• **課題のねらい**:
下の出典を読んで、次の問いに答えてください。
(a) アメリカのモンタナ州でTikTokを禁止する法案が可決されたのは何年何月ですか。
(b) 北欧暮らしの道具店は何年に、どんなサイトとして始まりましたか。
(c) 北欧暮らしの道具店の2022年7月期の売上はいくらですか。

• **出典**:
2023年5月にアメリカのモンタナ州で、TikTokを禁止する法案が可決された。2024年1月に施行される予定のようだ。
Semaforで、TikTokの禁止法案について現状がまとめられている。
禁止法案について進めようとする立場の人間も多いが、まだまだそれについて反対の立場のものもいる。また、禁止することで若年層の票を失う可能性があるため二の足を踏んでるという話もある(NYT)
ユーザーデータの取り扱い、とくにTikTok運営のByteDance社と中国政府との関係について気になる部分もある。
まだ、米国でのTikTokの対応は不透明な状況である。決定的な対応の方向づけはなされていない。
だが、仮にアメリカで禁止された場合に日本側でも禁止する動きが出てもおかしくない。そういう可能性がある。そのため、TikTokのみ縦型動画サービスと関わるというのはリスクでしかない。
# 🏬 北欧、暮らしの道具店 のクリエイティブを支えるのは文化か仕組みか
2007年にビンテージの北欧食器の専門ECサイトとして始まり、現在はオリジナル商品の販売やポッドキャスト、メディア事業や劇場映画を作ったりしている北欧暮らしの道具店。
2022年には上場もしている。2022年7月期の売上は51億4900万円という規模である。

• **データ記録**:

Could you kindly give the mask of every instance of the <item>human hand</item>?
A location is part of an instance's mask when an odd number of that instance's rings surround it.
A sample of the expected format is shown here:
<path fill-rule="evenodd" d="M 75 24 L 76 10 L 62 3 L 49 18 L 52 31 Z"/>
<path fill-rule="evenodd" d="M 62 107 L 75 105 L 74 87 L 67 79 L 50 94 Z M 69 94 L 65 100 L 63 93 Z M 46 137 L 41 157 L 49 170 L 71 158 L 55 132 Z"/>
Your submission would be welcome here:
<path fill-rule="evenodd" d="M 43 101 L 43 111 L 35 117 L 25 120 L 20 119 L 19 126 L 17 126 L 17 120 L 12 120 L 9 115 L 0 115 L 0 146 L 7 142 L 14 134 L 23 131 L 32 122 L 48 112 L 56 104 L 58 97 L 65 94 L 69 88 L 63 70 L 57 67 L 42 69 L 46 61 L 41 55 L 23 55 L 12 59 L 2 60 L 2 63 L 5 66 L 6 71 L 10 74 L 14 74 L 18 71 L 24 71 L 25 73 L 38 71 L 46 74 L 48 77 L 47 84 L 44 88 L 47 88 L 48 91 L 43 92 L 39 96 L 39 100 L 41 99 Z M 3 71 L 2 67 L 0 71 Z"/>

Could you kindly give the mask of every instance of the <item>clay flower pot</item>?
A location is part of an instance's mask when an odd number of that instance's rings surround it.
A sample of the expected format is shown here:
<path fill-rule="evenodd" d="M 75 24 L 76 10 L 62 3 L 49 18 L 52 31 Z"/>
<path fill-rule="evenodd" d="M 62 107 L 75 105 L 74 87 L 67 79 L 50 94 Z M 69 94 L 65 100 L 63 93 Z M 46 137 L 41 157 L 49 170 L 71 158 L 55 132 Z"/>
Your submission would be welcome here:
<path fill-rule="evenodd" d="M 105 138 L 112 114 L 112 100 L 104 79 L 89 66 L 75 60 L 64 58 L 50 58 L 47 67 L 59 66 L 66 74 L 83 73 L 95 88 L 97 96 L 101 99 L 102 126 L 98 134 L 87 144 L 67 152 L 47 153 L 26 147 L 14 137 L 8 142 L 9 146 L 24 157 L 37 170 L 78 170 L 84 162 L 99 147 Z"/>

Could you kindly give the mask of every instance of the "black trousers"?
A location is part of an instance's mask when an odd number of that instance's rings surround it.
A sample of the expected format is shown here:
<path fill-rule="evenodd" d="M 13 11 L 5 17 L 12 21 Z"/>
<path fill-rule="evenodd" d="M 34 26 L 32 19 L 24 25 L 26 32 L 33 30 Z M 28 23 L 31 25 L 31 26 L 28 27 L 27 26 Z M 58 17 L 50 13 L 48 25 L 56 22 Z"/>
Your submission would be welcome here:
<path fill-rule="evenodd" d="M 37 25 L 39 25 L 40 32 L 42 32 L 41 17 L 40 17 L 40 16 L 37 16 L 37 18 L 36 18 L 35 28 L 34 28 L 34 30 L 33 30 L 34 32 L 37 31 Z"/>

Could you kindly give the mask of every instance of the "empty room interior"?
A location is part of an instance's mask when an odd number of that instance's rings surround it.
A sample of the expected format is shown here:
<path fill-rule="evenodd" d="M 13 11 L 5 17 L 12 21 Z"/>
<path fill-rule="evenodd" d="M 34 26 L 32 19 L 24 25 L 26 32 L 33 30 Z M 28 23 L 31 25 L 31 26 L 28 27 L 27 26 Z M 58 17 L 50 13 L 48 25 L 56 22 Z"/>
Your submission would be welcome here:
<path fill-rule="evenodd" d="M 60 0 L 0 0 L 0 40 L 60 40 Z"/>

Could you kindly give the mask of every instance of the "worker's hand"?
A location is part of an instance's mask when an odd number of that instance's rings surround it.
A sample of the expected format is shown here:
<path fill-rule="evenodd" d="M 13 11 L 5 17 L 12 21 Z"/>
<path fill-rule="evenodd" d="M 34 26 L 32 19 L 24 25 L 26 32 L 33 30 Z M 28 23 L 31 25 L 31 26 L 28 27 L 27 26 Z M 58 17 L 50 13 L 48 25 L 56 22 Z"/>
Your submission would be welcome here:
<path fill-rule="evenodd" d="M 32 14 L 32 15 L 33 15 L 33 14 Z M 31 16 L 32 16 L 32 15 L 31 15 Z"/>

• **問題の答え**:
(a) 2023年5月
(b) 2007年に、ビンテージの北欧食器の専門ECサイトとして始まった
(c) 51億4900万円